__GIVEN PROBLEM__: Rewrite the listing below, replacing each "point-based localization" with "point grounding" and keeping everything else the same.
◇ ◇ ◇ ◇ ◇ ◇ ◇
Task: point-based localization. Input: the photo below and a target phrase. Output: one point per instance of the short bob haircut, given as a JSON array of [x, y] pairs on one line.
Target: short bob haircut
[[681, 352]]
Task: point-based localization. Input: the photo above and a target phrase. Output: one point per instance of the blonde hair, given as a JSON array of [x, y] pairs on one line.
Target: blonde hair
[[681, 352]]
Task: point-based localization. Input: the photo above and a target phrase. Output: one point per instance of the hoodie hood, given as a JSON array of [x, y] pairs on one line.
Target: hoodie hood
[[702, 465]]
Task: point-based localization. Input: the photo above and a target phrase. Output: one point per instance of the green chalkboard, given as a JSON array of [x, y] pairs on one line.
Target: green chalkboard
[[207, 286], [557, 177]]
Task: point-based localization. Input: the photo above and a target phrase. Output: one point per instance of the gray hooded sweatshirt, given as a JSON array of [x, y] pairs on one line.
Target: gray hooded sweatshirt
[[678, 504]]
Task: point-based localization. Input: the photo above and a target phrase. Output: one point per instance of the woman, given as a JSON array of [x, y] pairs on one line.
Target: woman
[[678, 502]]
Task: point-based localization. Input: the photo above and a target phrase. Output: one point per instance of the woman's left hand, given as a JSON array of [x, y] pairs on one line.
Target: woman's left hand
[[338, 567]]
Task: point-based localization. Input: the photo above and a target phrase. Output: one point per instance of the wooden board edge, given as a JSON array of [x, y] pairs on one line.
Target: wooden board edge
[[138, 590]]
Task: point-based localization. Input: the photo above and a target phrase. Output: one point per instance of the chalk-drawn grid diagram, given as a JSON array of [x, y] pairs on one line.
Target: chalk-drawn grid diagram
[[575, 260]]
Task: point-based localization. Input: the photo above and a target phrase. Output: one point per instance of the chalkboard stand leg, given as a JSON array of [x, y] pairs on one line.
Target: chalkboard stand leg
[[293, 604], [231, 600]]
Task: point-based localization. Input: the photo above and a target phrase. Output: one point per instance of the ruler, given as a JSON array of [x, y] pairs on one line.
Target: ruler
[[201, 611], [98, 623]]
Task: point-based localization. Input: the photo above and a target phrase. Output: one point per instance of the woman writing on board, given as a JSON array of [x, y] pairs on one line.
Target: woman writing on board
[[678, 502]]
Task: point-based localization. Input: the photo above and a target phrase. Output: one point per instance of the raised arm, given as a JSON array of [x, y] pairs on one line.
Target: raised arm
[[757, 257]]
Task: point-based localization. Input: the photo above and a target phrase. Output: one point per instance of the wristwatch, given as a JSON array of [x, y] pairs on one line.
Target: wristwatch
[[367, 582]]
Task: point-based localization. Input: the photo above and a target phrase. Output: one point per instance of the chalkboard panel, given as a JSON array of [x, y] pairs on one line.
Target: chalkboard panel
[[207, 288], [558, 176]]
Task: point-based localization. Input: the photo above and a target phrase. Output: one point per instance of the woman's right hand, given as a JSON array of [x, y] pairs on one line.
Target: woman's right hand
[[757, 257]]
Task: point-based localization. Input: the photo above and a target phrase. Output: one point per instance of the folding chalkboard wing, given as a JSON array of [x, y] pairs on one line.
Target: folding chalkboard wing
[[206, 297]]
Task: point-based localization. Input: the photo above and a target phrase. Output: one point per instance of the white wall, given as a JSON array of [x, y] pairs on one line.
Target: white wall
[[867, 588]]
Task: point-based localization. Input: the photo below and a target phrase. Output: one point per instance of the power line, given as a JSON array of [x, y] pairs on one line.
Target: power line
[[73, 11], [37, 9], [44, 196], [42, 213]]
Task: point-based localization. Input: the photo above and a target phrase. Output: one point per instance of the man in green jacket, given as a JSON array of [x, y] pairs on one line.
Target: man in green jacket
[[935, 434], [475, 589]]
◇ ◇ ◇ ◇ ◇ ◇ ◇
__SOLUTION FOR THIS EXERCISE__:
Task: point grounding. Input: the photo below and a target phrase. Output: one point per instance of the short bob haircut, given as a JSON array of [x, y] pairs on one line.
Target: short bob haircut
[[681, 352]]
Task: point grounding. Input: the photo above and a target phrase. Output: one point per instance of the blonde hair, given as a JSON array of [x, y] pairs on one line.
Target: blonde hair
[[681, 352]]
Task: point grounding. Input: the photo above and a target phrase. Output: one point per instance of the hoodie hood, given as a JSON array of [x, y] pairs on one line.
Target: hoodie hood
[[702, 465]]
Task: point grounding. Input: the photo above and a target phrase. Output: one point per instance of the green chalkboard, given as a JSON array of [x, y] pairs on one line.
Target: green chalkboard
[[207, 286], [557, 177]]
Task: point grounding. Input: the photo above and a target phrase. Output: one point per instance of the gray hooded sweatshirt, given as a JSON array of [x, y] pairs on one line.
Target: gray hooded sweatshirt
[[678, 504]]
Task: point grounding. Input: the photo above and a target phrase. Output: one point per instance of the woman, given as a JSON array of [x, y] pairs on one line.
Target: woman
[[678, 502]]
Task: point grounding. Input: the photo above and a target phrase. Output: one point per instance of the woman's left hand, given as a JSON array of [x, y] pairs on one line.
Target: woman's left hand
[[338, 567]]
Task: point grounding. Input: the photo above and a target phrase. Output: one point per instance of the wooden board edge, given as a JSON array of [x, y] pairs on one line.
Target: wooden board edge
[[138, 590]]
Task: point grounding. Input: the photo above and a target phrase. Output: one point per instance of the chalk-drawn grid diagram, given as a JSON array of [x, y] pairs on one line.
Target: chalk-drawn grid diagram
[[575, 260]]
Task: point grounding. Input: the photo above and a target phrase. Output: one point per instance of the chalkboard stand leg, given as a JSON array of [x, y] pairs on one line.
Target: chalkboard stand leg
[[293, 604], [231, 600]]
Task: point grounding. Input: the photo above and a target phrase. Output: one point per instance of the ruler, given as a JSON array of [x, y] pairs on one line.
Target: ruler
[[201, 611], [98, 623]]
Task: point grounding. Input: the photo above and a target phrase. Output: one point per instance of the woman writing on board, given as a JSON array of [x, y] pairs on one line.
Target: woman writing on board
[[678, 502]]
Task: point grounding. Input: the photo above and a target phrase. Output: one point per instance of the raised arm, given as a JSON array of [x, y] pairs on one line.
Target: raised arm
[[757, 257]]
Task: point grounding. Input: the photo above and a target phrase. Output: one point per instance of the wristwatch, given as a JSON array of [x, y] pairs on one line.
Target: wristwatch
[[367, 582]]
Task: point grounding. Input: the photo above and a target phrase. Output: one point per instance of the chalkboard panel, given as a JSON array of [x, y] pairs on one line.
Target: chalkboard panel
[[207, 288], [558, 176]]
Task: point grounding. Input: the photo above and a target phrase. Output: one point per instance of the woman's right hand, given as a JSON array of [x, y] pairs on one line.
Target: woman's right hand
[[757, 257]]
Task: point grounding. Input: the photo above and a target phrase. Output: one point per instance of the folding chalkboard wing, given as a JSON array of [x, y] pairs on one line.
Target: folding chalkboard wing
[[206, 297]]
Task: point grounding. Input: the photo above and a target phrase. Output: one point per instance of the white wall, given as a JSON array of [x, y] pairs on one line.
Target: white wall
[[867, 588]]
Task: point grounding. Input: the photo below and a target phrase. Output: one point per instance of the power line, given as a JSON array of [x, y] pairs on one line.
Target: power line
[[73, 11], [37, 9], [44, 196], [42, 213]]
Task: point grounding. Input: the photo above and a target phrase. Output: one point per instance of the man in green jacket, given as a JSON array of [x, y] pairs on one line.
Target: man in green jacket
[[935, 434], [475, 589]]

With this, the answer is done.